### Requirements
Copy out the records word for word, starting at the line containing "The pointer SHOULD provide one marker per instance of the bird's" and ending with the line containing "Query: bird's tail tip", both of those lines included.

[Dataset records]
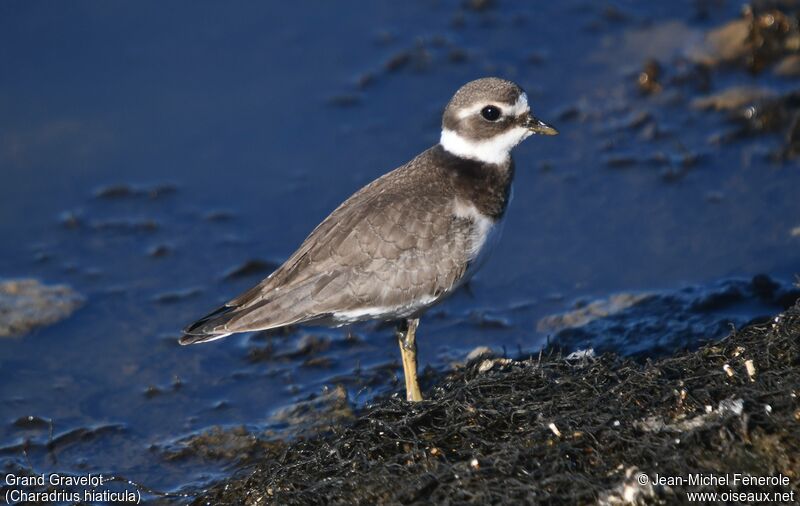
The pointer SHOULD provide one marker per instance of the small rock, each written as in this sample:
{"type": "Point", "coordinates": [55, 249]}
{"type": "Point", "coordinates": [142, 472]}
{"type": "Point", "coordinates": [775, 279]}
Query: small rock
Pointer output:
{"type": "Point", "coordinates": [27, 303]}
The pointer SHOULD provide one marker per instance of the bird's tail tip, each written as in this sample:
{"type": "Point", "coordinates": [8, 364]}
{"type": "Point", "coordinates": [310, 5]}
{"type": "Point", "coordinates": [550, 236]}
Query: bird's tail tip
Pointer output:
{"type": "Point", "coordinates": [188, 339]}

...

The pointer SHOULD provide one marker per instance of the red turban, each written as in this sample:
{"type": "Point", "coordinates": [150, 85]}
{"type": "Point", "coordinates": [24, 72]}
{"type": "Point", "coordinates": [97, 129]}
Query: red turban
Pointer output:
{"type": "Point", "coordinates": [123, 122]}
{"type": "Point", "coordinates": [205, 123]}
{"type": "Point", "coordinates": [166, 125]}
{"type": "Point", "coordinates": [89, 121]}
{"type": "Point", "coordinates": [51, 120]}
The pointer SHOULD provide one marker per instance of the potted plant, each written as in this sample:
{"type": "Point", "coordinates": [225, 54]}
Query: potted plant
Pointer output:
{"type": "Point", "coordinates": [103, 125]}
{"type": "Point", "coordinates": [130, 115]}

### Expected answer
The pointer SHOULD provide one marker per instance of the bird's tail tip, each written as in this sample:
{"type": "Point", "coordinates": [8, 364]}
{"type": "Point", "coordinates": [310, 5]}
{"type": "Point", "coordinates": [550, 236]}
Query: bird's tail tip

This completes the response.